>> Begin Available data

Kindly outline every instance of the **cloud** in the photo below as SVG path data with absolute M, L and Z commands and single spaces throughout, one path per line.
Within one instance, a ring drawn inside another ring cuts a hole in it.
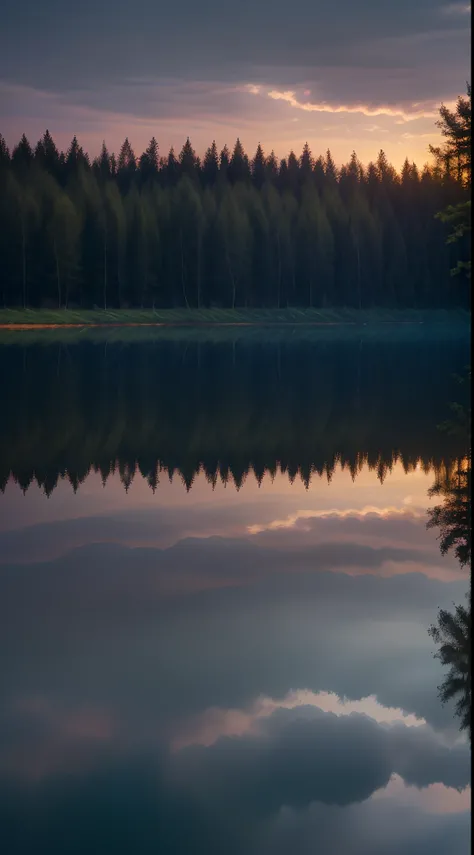
M 443 12 L 451 7 L 451 13 Z M 217 0 L 206 0 L 202 12 L 188 0 L 179 11 L 158 11 L 138 0 L 131 18 L 123 0 L 113 10 L 106 3 L 100 15 L 85 0 L 67 23 L 56 0 L 46 0 L 41 10 L 38 16 L 32 0 L 21 15 L 9 8 L 0 32 L 0 81 L 16 87 L 0 92 L 10 144 L 23 130 L 38 138 L 48 126 L 61 145 L 78 133 L 93 154 L 104 137 L 110 149 L 125 135 L 142 148 L 152 133 L 165 150 L 191 135 L 202 154 L 213 138 L 230 145 L 240 135 L 249 150 L 260 139 L 282 157 L 306 138 L 320 139 L 318 117 L 326 110 L 348 126 L 360 149 L 365 145 L 354 133 L 356 119 L 378 115 L 396 136 L 400 111 L 402 121 L 421 123 L 435 141 L 433 110 L 456 98 L 469 76 L 468 16 L 442 0 L 404 0 L 382 11 L 374 0 L 357 6 L 349 0 L 302 0 L 294 15 L 282 0 L 262 0 L 251 17 L 238 18 Z M 242 95 L 245 87 L 247 93 L 249 87 L 291 93 L 300 107 L 301 134 L 295 137 L 282 101 L 261 97 L 252 104 Z M 301 106 L 299 92 L 312 93 L 308 107 Z M 417 101 L 428 106 L 416 119 L 410 104 Z M 344 133 L 339 130 L 324 145 L 341 161 L 349 156 L 341 144 Z M 397 137 L 392 155 L 398 156 L 398 142 Z M 367 159 L 367 151 L 359 154 Z M 421 153 L 427 155 L 426 146 L 418 146 Z
M 470 781 L 467 744 L 445 747 L 426 727 L 379 725 L 315 707 L 280 709 L 256 733 L 223 737 L 175 756 L 179 780 L 216 806 L 272 815 L 312 802 L 346 805 L 369 798 L 393 774 L 418 787 L 462 789 Z
M 396 557 L 412 550 L 401 541 Z M 139 730 L 178 737 L 180 722 L 209 707 L 245 710 L 261 695 L 308 689 L 373 695 L 455 729 L 437 698 L 442 669 L 427 629 L 438 606 L 462 600 L 466 582 L 384 578 L 387 556 L 383 547 L 353 550 L 350 540 L 298 556 L 294 543 L 211 538 L 164 550 L 96 544 L 4 565 L 1 697 L 43 689 L 66 706 L 111 708 Z M 368 559 L 370 575 L 340 572 Z M 338 572 L 327 569 L 337 562 Z
M 410 109 L 409 107 L 402 108 L 386 104 L 328 104 L 326 102 L 300 101 L 295 92 L 279 92 L 276 89 L 270 90 L 267 94 L 274 101 L 285 101 L 290 107 L 296 107 L 308 113 L 361 113 L 363 116 L 401 118 L 404 122 L 411 122 L 415 119 L 434 119 L 437 116 L 435 105 L 431 110 L 419 110 L 415 107 Z
M 470 3 L 448 3 L 446 6 L 442 6 L 439 10 L 441 15 L 470 15 L 471 14 L 471 4 Z
M 293 840 L 298 852 L 314 851 L 316 844 L 329 855 L 332 843 L 336 851 L 375 855 L 392 851 L 384 841 L 410 842 L 410 831 L 414 851 L 441 852 L 433 848 L 436 830 L 444 842 L 450 832 L 456 847 L 468 831 L 464 814 L 430 816 L 404 806 L 396 793 L 372 802 L 399 775 L 393 770 L 400 764 L 417 781 L 462 788 L 469 780 L 469 747 L 448 748 L 428 728 L 382 726 L 367 716 L 279 710 L 257 734 L 210 748 L 169 755 L 160 745 L 147 751 L 126 746 L 36 784 L 3 775 L 2 839 L 6 851 L 18 855 L 32 848 L 64 851 L 66 830 L 77 852 L 91 851 L 93 840 L 97 851 L 137 855 L 266 855 L 288 851 Z M 450 851 L 457 855 L 458 849 Z

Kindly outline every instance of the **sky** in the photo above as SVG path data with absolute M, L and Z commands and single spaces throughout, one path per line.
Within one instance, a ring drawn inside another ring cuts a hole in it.
M 0 30 L 0 132 L 46 127 L 94 156 L 128 136 L 199 155 L 237 136 L 253 154 L 306 141 L 363 163 L 383 148 L 421 167 L 437 110 L 470 78 L 470 5 L 448 0 L 7 0 Z

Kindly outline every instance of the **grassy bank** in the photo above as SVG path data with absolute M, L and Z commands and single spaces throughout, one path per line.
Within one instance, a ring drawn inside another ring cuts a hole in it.
M 223 326 L 465 323 L 470 314 L 446 309 L 1 309 L 0 326 Z

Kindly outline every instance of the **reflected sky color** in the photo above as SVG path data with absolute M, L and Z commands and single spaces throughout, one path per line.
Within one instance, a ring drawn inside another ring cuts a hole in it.
M 2 851 L 464 855 L 427 629 L 468 582 L 426 529 L 434 477 L 10 480 Z

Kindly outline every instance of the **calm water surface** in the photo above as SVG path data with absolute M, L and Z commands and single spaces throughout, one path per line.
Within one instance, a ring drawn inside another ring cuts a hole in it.
M 467 342 L 52 342 L 0 349 L 1 851 L 467 853 Z

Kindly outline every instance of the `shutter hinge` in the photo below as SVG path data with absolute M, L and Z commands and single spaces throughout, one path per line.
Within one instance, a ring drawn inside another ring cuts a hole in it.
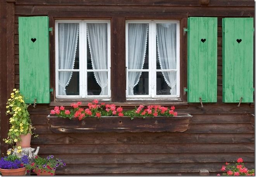
M 183 95 L 187 95 L 186 92 L 187 92 L 189 91 L 189 89 L 185 87 L 184 88 L 184 93 L 183 93 Z
M 183 35 L 185 35 L 186 32 L 189 33 L 189 29 L 188 28 L 186 28 L 185 27 L 183 28 Z

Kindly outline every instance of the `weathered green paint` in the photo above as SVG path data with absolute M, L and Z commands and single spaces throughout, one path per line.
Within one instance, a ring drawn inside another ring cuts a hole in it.
M 188 19 L 189 102 L 217 102 L 217 18 Z
M 252 102 L 253 18 L 225 18 L 222 28 L 223 102 Z
M 20 90 L 27 103 L 50 103 L 48 29 L 48 17 L 19 17 Z

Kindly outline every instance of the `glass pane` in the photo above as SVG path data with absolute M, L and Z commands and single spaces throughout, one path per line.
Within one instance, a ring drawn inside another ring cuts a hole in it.
M 79 69 L 79 24 L 59 23 L 59 69 Z
M 149 95 L 149 72 L 129 72 L 128 95 Z
M 157 95 L 176 95 L 176 71 L 156 72 Z
M 107 24 L 87 23 L 87 69 L 107 69 Z
M 59 95 L 79 95 L 79 72 L 59 72 Z
M 176 23 L 156 24 L 156 69 L 176 69 Z
M 149 68 L 148 26 L 147 23 L 128 24 L 128 59 L 129 69 Z
M 108 95 L 107 72 L 87 72 L 87 95 Z

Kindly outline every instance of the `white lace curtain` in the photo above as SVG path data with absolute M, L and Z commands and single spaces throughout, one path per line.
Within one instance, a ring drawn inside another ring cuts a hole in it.
M 176 24 L 158 24 L 157 48 L 161 69 L 176 69 Z M 171 87 L 171 95 L 176 94 L 176 71 L 162 72 L 164 80 Z
M 59 24 L 59 69 L 74 68 L 78 38 L 78 23 Z M 72 76 L 72 72 L 59 72 L 59 95 L 66 95 L 66 87 Z
M 87 36 L 93 69 L 107 69 L 107 24 L 87 23 Z M 107 95 L 107 72 L 94 72 L 101 88 L 100 95 Z
M 143 68 L 147 40 L 148 24 L 130 23 L 128 26 L 128 69 Z M 141 72 L 128 73 L 128 94 L 133 95 L 133 88 L 138 84 Z

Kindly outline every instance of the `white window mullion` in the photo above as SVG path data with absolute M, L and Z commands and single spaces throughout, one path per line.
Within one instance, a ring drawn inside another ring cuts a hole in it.
M 79 40 L 80 44 L 81 46 L 79 48 L 79 67 L 81 67 L 80 72 L 80 91 L 82 98 L 85 98 L 86 95 L 86 80 L 87 69 L 87 47 L 86 47 L 86 23 L 85 21 L 82 21 L 81 22 L 81 29 L 80 30 L 81 36 Z

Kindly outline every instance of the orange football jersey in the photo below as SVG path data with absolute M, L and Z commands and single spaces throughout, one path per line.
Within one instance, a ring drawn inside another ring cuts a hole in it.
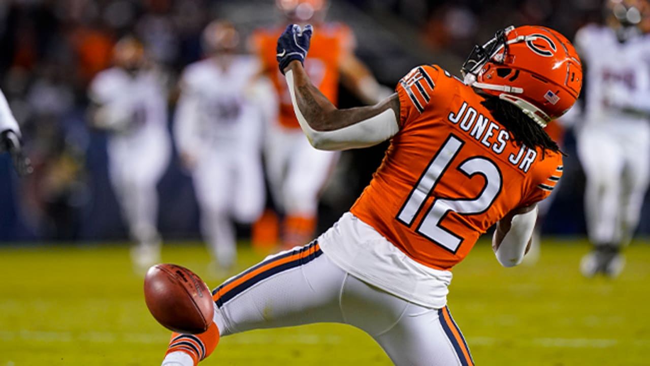
M 350 210 L 413 259 L 448 270 L 510 210 L 551 193 L 562 156 L 515 144 L 439 66 L 416 67 L 396 91 L 400 131 Z
M 250 44 L 262 60 L 266 76 L 278 90 L 280 124 L 289 128 L 300 128 L 287 82 L 278 68 L 276 59 L 278 38 L 283 31 L 284 27 L 257 31 L 251 36 Z M 339 65 L 343 57 L 352 51 L 354 44 L 354 36 L 347 25 L 330 23 L 314 27 L 314 34 L 305 60 L 305 70 L 314 85 L 334 104 L 339 96 Z

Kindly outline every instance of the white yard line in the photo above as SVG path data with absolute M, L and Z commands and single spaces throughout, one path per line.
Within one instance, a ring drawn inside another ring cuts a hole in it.
M 226 342 L 239 345 L 265 345 L 270 343 L 316 345 L 337 345 L 344 342 L 343 337 L 335 335 L 317 335 L 310 334 L 296 334 L 276 337 L 269 334 L 248 334 L 245 336 L 224 338 Z M 29 341 L 43 343 L 70 343 L 90 342 L 94 343 L 138 343 L 138 344 L 164 344 L 168 340 L 166 335 L 161 335 L 153 333 L 112 333 L 112 332 L 83 332 L 70 331 L 42 331 L 20 330 L 17 331 L 0 330 L 0 341 Z M 481 346 L 492 346 L 501 341 L 493 337 L 469 337 L 467 343 Z M 545 348 L 607 348 L 616 346 L 623 341 L 603 338 L 532 338 L 530 342 L 536 346 Z M 650 339 L 636 339 L 625 341 L 636 347 L 650 346 Z

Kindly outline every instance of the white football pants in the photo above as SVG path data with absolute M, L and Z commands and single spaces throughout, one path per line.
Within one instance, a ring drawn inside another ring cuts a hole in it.
M 577 134 L 586 178 L 585 217 L 592 243 L 627 244 L 639 223 L 650 176 L 650 126 L 619 121 Z
M 252 223 L 265 204 L 264 176 L 256 151 L 214 148 L 205 151 L 192 171 L 201 209 L 201 231 L 219 265 L 227 268 L 237 258 L 233 219 Z
M 269 256 L 213 292 L 222 337 L 260 328 L 336 322 L 372 337 L 397 365 L 472 365 L 448 309 L 415 305 L 332 262 L 317 242 Z
M 159 246 L 156 185 L 170 158 L 166 132 L 154 131 L 135 141 L 111 137 L 107 152 L 110 182 L 132 239 L 140 246 Z
M 291 215 L 315 216 L 318 193 L 339 153 L 314 148 L 300 128 L 272 126 L 266 139 L 266 171 L 276 204 Z

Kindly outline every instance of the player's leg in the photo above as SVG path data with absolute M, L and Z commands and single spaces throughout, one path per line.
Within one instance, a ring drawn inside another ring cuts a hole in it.
M 199 335 L 175 334 L 162 365 L 196 365 L 219 337 L 247 330 L 343 322 L 339 299 L 345 276 L 316 242 L 269 256 L 213 291 L 211 329 Z
M 160 262 L 161 236 L 158 231 L 157 185 L 169 163 L 170 146 L 166 133 L 151 132 L 147 139 L 129 151 L 126 201 L 131 236 L 138 245 L 133 256 L 138 266 L 146 270 Z
M 622 179 L 621 246 L 629 243 L 638 226 L 644 197 L 650 182 L 650 126 L 645 123 L 635 125 L 627 135 L 623 147 L 627 165 Z
M 447 307 L 428 308 L 348 276 L 341 293 L 346 322 L 372 336 L 396 365 L 473 365 Z
M 228 271 L 237 260 L 235 231 L 230 217 L 233 162 L 228 154 L 212 151 L 206 155 L 192 173 L 201 210 L 201 232 L 215 261 L 211 264 L 211 270 Z
M 585 218 L 593 249 L 580 261 L 586 277 L 604 272 L 618 251 L 621 176 L 624 156 L 616 135 L 604 128 L 585 128 L 578 135 L 578 154 L 586 178 Z
M 608 260 L 603 266 L 603 272 L 616 277 L 621 274 L 625 264 L 622 251 L 632 240 L 641 216 L 644 197 L 647 190 L 650 178 L 650 150 L 647 141 L 650 141 L 650 126 L 645 124 L 624 125 L 624 143 L 621 147 L 626 161 L 623 170 L 621 190 L 621 203 L 619 221 L 614 245 L 608 248 Z M 629 130 L 625 130 L 629 128 Z
M 155 186 L 149 191 L 138 186 L 135 167 L 129 152 L 114 144 L 109 146 L 109 175 L 122 216 L 134 244 L 131 258 L 135 270 L 144 274 L 160 261 L 160 242 L 155 229 L 157 196 Z M 153 190 L 153 191 L 151 191 Z M 151 197 L 153 194 L 153 197 Z M 151 201 L 153 204 L 148 204 Z
M 338 158 L 337 152 L 316 150 L 303 138 L 291 156 L 284 186 L 283 240 L 291 247 L 310 240 L 317 225 L 318 194 Z
M 304 139 L 302 130 L 294 130 L 278 126 L 269 126 L 264 143 L 265 167 L 271 197 L 278 210 L 284 210 L 283 187 L 289 158 L 294 154 L 292 148 L 296 141 Z
M 237 157 L 232 210 L 235 219 L 242 223 L 253 223 L 264 210 L 264 172 L 256 152 L 244 151 Z

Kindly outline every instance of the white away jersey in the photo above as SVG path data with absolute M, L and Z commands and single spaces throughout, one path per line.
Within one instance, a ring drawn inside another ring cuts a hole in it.
M 611 28 L 589 25 L 578 31 L 574 44 L 587 70 L 584 122 L 645 122 L 647 114 L 623 112 L 608 100 L 650 110 L 650 35 L 621 43 Z
M 181 80 L 181 98 L 174 117 L 181 151 L 259 145 L 262 129 L 250 88 L 260 65 L 256 59 L 234 57 L 227 68 L 213 59 L 187 66 Z
M 113 67 L 98 74 L 89 94 L 102 109 L 103 127 L 117 132 L 112 139 L 137 145 L 166 131 L 167 95 L 161 80 L 153 70 L 132 76 Z

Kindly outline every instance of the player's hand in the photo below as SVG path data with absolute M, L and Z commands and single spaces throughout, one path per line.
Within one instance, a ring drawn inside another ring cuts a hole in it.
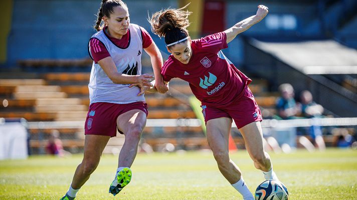
M 154 75 L 150 74 L 144 74 L 137 77 L 137 83 L 143 86 L 150 87 L 152 84 L 150 82 L 153 80 Z
M 269 8 L 268 7 L 264 5 L 259 5 L 258 6 L 258 10 L 255 16 L 259 18 L 261 20 L 262 20 L 266 16 L 268 12 Z
M 156 88 L 157 92 L 161 94 L 164 94 L 168 91 L 168 85 L 165 84 L 162 79 L 161 80 L 155 80 L 155 88 Z
M 139 84 L 131 84 L 129 86 L 129 88 L 132 88 L 135 86 L 137 86 L 139 88 L 140 88 L 140 92 L 137 94 L 138 96 L 140 96 L 140 95 L 143 94 L 147 90 L 150 88 L 150 87 L 143 86 L 143 85 Z

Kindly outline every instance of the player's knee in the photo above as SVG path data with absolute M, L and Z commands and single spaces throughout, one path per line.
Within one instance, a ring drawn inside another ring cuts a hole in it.
M 98 162 L 95 161 L 89 161 L 82 163 L 83 173 L 85 174 L 91 174 L 98 166 Z
M 140 140 L 142 132 L 142 128 L 141 127 L 139 126 L 134 126 L 130 128 L 127 135 L 125 136 L 125 137 L 128 138 L 132 140 Z
M 219 165 L 224 166 L 229 162 L 228 152 L 225 150 L 218 150 L 213 152 L 216 161 Z

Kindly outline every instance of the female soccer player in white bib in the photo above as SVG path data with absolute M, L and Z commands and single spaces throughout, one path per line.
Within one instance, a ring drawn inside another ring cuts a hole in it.
M 189 36 L 186 28 L 190 24 L 191 12 L 183 8 L 162 10 L 150 20 L 153 32 L 164 37 L 167 50 L 171 54 L 161 68 L 164 81 L 178 78 L 189 82 L 194 94 L 202 104 L 207 140 L 218 168 L 246 200 L 254 198 L 228 154 L 232 120 L 243 136 L 255 167 L 263 172 L 266 179 L 278 179 L 263 146 L 260 110 L 248 86 L 252 80 L 220 50 L 227 48 L 227 44 L 237 34 L 266 16 L 267 7 L 258 8 L 256 14 L 224 32 L 199 40 L 192 40 Z
M 102 21 L 104 28 L 100 26 Z M 90 106 L 85 125 L 84 158 L 61 200 L 74 199 L 97 168 L 104 148 L 109 138 L 116 136 L 117 130 L 125 140 L 109 192 L 115 196 L 130 181 L 130 167 L 136 155 L 147 109 L 143 94 L 138 96 L 141 89 L 129 86 L 149 86 L 153 78 L 149 74 L 140 75 L 143 49 L 151 58 L 155 88 L 161 93 L 168 90 L 160 74 L 160 52 L 147 32 L 129 21 L 128 8 L 123 2 L 103 0 L 95 26 L 98 32 L 88 45 L 94 62 L 88 85 Z

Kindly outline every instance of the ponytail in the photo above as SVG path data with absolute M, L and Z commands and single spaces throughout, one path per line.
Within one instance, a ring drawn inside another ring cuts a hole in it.
M 95 23 L 94 28 L 97 31 L 99 31 L 103 29 L 104 26 L 101 25 L 102 20 L 104 16 L 109 18 L 110 14 L 114 12 L 114 8 L 120 6 L 124 8 L 128 9 L 128 6 L 125 3 L 121 0 L 102 0 L 100 5 L 100 8 L 98 11 L 97 16 L 98 18 Z
M 190 26 L 189 16 L 192 12 L 185 11 L 189 4 L 180 8 L 167 8 L 157 12 L 148 20 L 152 32 L 159 37 L 164 37 L 165 42 L 170 44 L 189 36 L 186 28 Z

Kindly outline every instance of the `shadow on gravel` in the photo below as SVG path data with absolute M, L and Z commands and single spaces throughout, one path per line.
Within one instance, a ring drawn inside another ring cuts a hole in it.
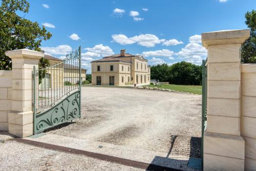
M 200 137 L 191 137 L 190 157 L 201 158 L 201 140 Z
M 46 129 L 45 131 L 44 131 L 43 132 L 44 133 L 47 133 L 47 132 L 49 132 L 49 131 L 55 131 L 55 130 L 58 130 L 58 129 L 61 129 L 61 128 L 62 128 L 63 127 L 67 126 L 71 124 L 75 123 L 76 122 L 71 122 L 71 121 L 68 122 L 65 122 L 65 123 L 60 124 L 59 125 L 55 126 L 54 127 L 52 127 Z

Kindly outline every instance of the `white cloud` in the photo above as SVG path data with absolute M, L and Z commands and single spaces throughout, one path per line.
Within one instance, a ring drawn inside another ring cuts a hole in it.
M 130 14 L 129 14 L 130 16 L 133 16 L 133 17 L 135 17 L 135 16 L 139 16 L 140 15 L 140 14 L 139 13 L 139 12 L 138 11 L 131 11 L 130 12 Z
M 202 43 L 202 40 L 201 39 L 201 35 L 194 35 L 189 37 L 188 39 L 189 42 L 191 43 L 197 43 L 197 44 L 201 44 Z
M 130 39 L 136 41 L 140 45 L 148 48 L 154 47 L 156 46 L 156 44 L 159 44 L 165 40 L 163 39 L 159 39 L 156 35 L 150 34 L 142 34 L 138 36 L 130 37 Z
M 182 41 L 179 41 L 177 39 L 169 39 L 169 40 L 166 40 L 163 43 L 163 45 L 169 46 L 175 46 L 183 44 L 183 42 Z
M 44 7 L 44 8 L 50 8 L 49 5 L 48 5 L 47 4 L 42 4 L 42 5 Z
M 174 64 L 175 64 L 175 63 L 178 63 L 178 62 L 170 62 L 170 63 L 168 63 L 167 65 L 168 65 L 168 66 L 172 66 L 173 65 L 174 65 Z
M 113 41 L 121 45 L 131 45 L 137 42 L 138 44 L 146 47 L 154 47 L 156 44 L 159 44 L 165 40 L 159 39 L 154 34 L 140 34 L 131 37 L 128 37 L 124 34 L 112 35 Z
M 140 18 L 140 17 L 133 17 L 133 20 L 136 22 L 139 22 L 139 21 L 142 21 L 142 20 L 144 20 L 143 18 Z
M 175 53 L 174 53 L 174 52 L 170 51 L 168 49 L 162 49 L 154 51 L 147 51 L 142 52 L 142 55 L 145 57 L 148 56 L 163 56 L 169 57 L 169 58 L 170 59 L 172 58 L 171 57 L 171 56 L 175 54 Z M 170 57 L 171 58 L 170 58 Z
M 122 9 L 116 8 L 113 10 L 113 14 L 111 14 L 112 16 L 122 17 L 123 14 L 125 12 L 124 10 Z
M 86 53 L 82 53 L 81 56 L 82 57 L 100 57 L 100 54 L 95 52 L 86 52 Z
M 73 40 L 78 40 L 79 39 L 80 39 L 80 38 L 78 36 L 78 35 L 75 33 L 73 33 L 70 36 L 69 36 L 69 38 L 70 38 Z
M 51 28 L 55 28 L 55 26 L 54 26 L 54 25 L 53 25 L 52 24 L 50 24 L 49 23 L 42 23 L 42 25 L 46 27 L 49 27 Z
M 219 0 L 219 1 L 220 2 L 220 3 L 225 3 L 228 1 L 228 0 Z
M 121 45 L 131 45 L 134 44 L 135 41 L 128 38 L 124 34 L 113 34 L 112 38 L 114 41 Z
M 84 57 L 102 57 L 114 54 L 114 52 L 108 46 L 103 46 L 102 44 L 97 45 L 93 48 L 87 48 L 84 49 L 88 51 L 84 53 L 87 55 L 87 56 L 84 56 Z M 96 54 L 98 55 L 96 55 Z
M 72 51 L 69 45 L 60 45 L 56 47 L 41 47 L 41 49 L 48 54 L 54 55 L 66 55 Z
M 148 60 L 148 62 L 150 64 L 153 65 L 153 66 L 158 64 L 161 65 L 165 63 L 163 59 L 161 58 L 156 58 L 155 57 L 153 57 L 152 59 Z
M 124 10 L 123 10 L 123 9 L 121 9 L 116 8 L 115 9 L 114 9 L 114 10 L 113 10 L 113 12 L 114 13 L 120 13 L 120 14 L 121 14 L 121 13 L 124 13 L 125 12 L 125 11 L 124 11 Z
M 177 55 L 183 60 L 196 65 L 201 65 L 202 60 L 207 56 L 207 51 L 201 44 L 189 43 L 178 52 Z

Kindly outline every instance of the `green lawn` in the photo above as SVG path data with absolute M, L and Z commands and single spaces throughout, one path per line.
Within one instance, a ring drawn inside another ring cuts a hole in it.
M 188 92 L 196 94 L 202 94 L 202 86 L 184 86 L 163 84 L 162 86 L 149 85 L 151 87 L 159 89 L 170 89 L 178 92 Z

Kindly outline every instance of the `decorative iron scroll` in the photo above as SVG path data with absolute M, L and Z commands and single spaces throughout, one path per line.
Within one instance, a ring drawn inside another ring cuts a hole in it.
M 34 133 L 80 116 L 80 91 L 75 92 L 50 109 L 35 115 Z

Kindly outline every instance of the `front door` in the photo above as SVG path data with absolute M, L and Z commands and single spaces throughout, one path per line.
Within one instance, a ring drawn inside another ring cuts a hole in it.
M 110 86 L 115 85 L 115 77 L 114 76 L 110 76 Z
M 97 86 L 101 85 L 101 76 L 97 76 L 96 77 L 96 82 L 97 82 Z

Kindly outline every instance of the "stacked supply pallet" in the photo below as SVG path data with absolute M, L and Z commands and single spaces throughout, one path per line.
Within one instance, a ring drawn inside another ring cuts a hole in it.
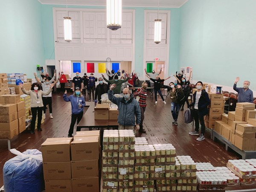
M 177 156 L 180 164 L 181 178 L 178 180 L 177 191 L 196 191 L 197 180 L 196 164 L 190 156 Z
M 223 94 L 209 93 L 209 96 L 211 103 L 208 107 L 208 114 L 205 116 L 205 126 L 214 129 L 215 121 L 221 120 L 221 114 L 224 112 L 224 100 Z
M 99 131 L 83 131 L 71 144 L 73 192 L 99 191 Z
M 135 136 L 133 130 L 119 130 L 118 192 L 134 191 Z
M 104 130 L 102 151 L 102 192 L 117 192 L 118 188 L 118 130 Z
M 41 145 L 46 192 L 72 192 L 70 144 L 73 138 L 48 138 Z

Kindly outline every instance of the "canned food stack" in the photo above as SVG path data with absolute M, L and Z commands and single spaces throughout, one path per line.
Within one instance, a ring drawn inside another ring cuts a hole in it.
M 135 145 L 148 145 L 148 141 L 145 137 L 136 137 L 135 138 Z
M 133 192 L 135 136 L 133 130 L 119 130 L 118 191 Z
M 154 181 L 151 177 L 155 173 L 155 156 L 153 145 L 135 145 L 134 191 L 154 191 Z
M 196 164 L 189 156 L 177 156 L 177 160 L 180 164 L 181 178 L 178 180 L 177 191 L 196 191 L 197 180 Z
M 104 130 L 102 150 L 102 192 L 117 192 L 118 187 L 118 130 Z
M 255 160 L 249 160 L 254 164 Z M 227 167 L 239 177 L 241 185 L 256 184 L 256 168 L 243 160 L 229 160 Z

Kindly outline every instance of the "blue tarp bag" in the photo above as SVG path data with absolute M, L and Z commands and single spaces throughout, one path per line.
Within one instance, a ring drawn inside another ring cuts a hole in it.
M 42 153 L 28 149 L 6 162 L 3 170 L 5 192 L 41 192 L 44 188 Z

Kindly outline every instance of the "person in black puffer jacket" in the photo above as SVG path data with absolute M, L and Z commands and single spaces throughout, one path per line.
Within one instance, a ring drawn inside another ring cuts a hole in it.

>> End Available data

• _Short problem_: Copy the records from the line with "Kindly outline every instance of the player's leg" to the line with "M 199 335 L", inclusive, reproducing each line verbatim.

• _Task result_:
Kindly outline every instance of the player's leg in the photo above as SVG path data with absolute M, L and Z commands and single spaces throughout, one path per line.
Within one instance, a ring drawn inside another ring cuts a hole in it.
M 199 335 L 175 334 L 162 365 L 196 365 L 219 337 L 247 330 L 343 322 L 339 299 L 345 276 L 316 242 L 269 256 L 213 291 L 211 329 Z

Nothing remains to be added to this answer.